→ **TASK DESCRIPTION**: Copy every one of the items below word for word, but leave the pictures out of your answer.

(Outline records)
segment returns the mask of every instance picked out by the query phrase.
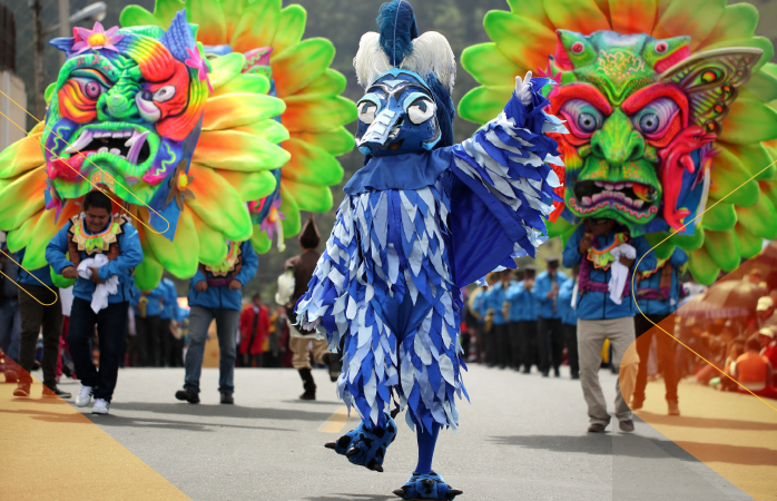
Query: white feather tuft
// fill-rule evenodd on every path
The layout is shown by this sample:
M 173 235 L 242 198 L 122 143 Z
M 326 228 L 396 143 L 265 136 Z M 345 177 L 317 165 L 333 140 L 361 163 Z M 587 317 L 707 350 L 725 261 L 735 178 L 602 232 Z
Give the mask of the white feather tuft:
M 380 39 L 381 36 L 374 31 L 364 33 L 358 42 L 358 52 L 353 60 L 358 85 L 365 89 L 377 77 L 394 68 L 389 63 L 389 57 L 381 49 Z
M 353 60 L 358 85 L 365 89 L 381 75 L 394 68 L 381 49 L 380 38 L 374 31 L 364 33 Z M 424 79 L 434 73 L 449 94 L 453 95 L 456 59 L 447 39 L 436 31 L 426 31 L 413 40 L 413 52 L 405 57 L 400 68 L 419 73 Z
M 453 95 L 456 59 L 447 39 L 436 31 L 426 31 L 413 40 L 413 52 L 400 67 L 416 72 L 424 79 L 429 73 L 434 73 L 447 92 Z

→ **FINISHED ANSWER**:
segment returns the mask of every instance picked out by the query phrase.
Query: white feather tuft
// fill-rule evenodd on every path
The layout is shown by this sample:
M 173 235 L 242 198 L 122 143 Z
M 326 228 L 396 143 L 265 136 Z M 345 177 L 317 165 L 333 140 L 361 163 Z M 587 317 L 707 350 L 725 261 L 735 178 L 602 232 Z
Give the mask of the white feather tuft:
M 380 39 L 381 36 L 374 31 L 364 33 L 358 42 L 358 52 L 353 60 L 358 85 L 365 89 L 377 77 L 394 68 L 389 63 L 389 57 L 381 49 Z
M 353 60 L 358 85 L 365 89 L 381 75 L 394 68 L 381 49 L 380 38 L 374 31 L 364 33 Z M 424 79 L 434 73 L 449 94 L 453 95 L 456 59 L 447 39 L 436 31 L 426 31 L 413 40 L 413 52 L 405 57 L 400 68 L 419 73 Z
M 453 95 L 456 59 L 447 39 L 436 31 L 426 31 L 413 40 L 413 52 L 400 67 L 416 72 L 424 79 L 429 73 L 434 73 L 447 92 Z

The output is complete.